» GIVEN ENTRIES:
--

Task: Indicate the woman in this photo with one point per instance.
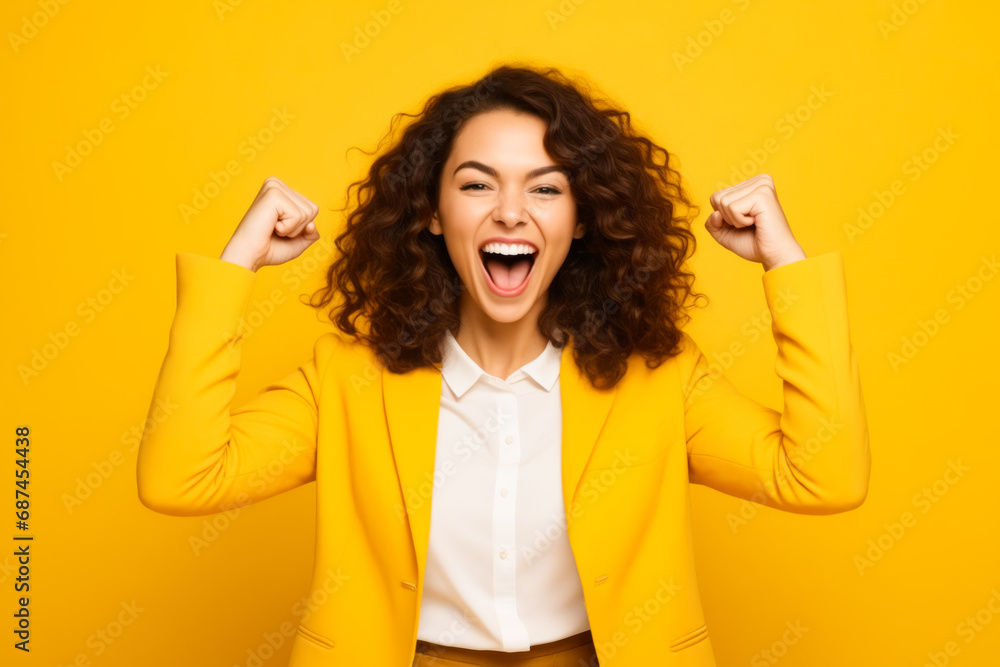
(507, 298)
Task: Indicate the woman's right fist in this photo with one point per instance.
(277, 228)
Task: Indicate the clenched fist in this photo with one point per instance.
(748, 220)
(277, 228)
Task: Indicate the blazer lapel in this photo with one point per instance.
(412, 403)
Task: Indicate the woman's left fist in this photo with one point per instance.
(748, 220)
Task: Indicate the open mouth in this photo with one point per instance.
(508, 272)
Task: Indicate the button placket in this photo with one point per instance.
(513, 631)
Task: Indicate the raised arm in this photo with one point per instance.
(199, 455)
(813, 457)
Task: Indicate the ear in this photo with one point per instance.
(434, 227)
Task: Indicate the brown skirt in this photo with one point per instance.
(575, 651)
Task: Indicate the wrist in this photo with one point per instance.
(234, 258)
(786, 258)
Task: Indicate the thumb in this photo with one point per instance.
(714, 224)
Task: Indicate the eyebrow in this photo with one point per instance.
(493, 172)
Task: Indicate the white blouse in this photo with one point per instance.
(500, 573)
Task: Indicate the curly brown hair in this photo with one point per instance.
(622, 288)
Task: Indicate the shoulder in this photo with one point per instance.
(338, 354)
(674, 369)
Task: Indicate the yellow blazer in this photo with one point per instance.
(368, 438)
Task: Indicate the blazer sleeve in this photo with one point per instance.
(199, 455)
(813, 457)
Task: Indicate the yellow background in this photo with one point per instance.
(894, 75)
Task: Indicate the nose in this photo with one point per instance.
(512, 207)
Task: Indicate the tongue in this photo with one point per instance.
(508, 277)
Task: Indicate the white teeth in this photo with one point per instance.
(509, 248)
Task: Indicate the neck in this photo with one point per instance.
(500, 348)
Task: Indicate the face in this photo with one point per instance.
(507, 215)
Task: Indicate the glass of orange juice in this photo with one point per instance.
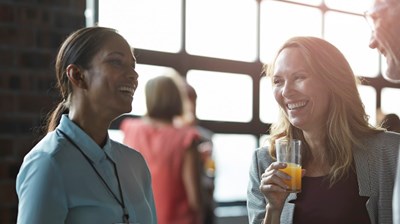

--

» STATED TASK:
Locate every line above that contains the string "woman" and copy each one out.

» ANSWER FOR THIS EXERCISE:
Task: Indicate the woman in this photo with one point per instance.
Task: Indicate the woman's right fist in this photo with one point per instance.
Task: Indicate the woman's left fist in this photo with one point per instance.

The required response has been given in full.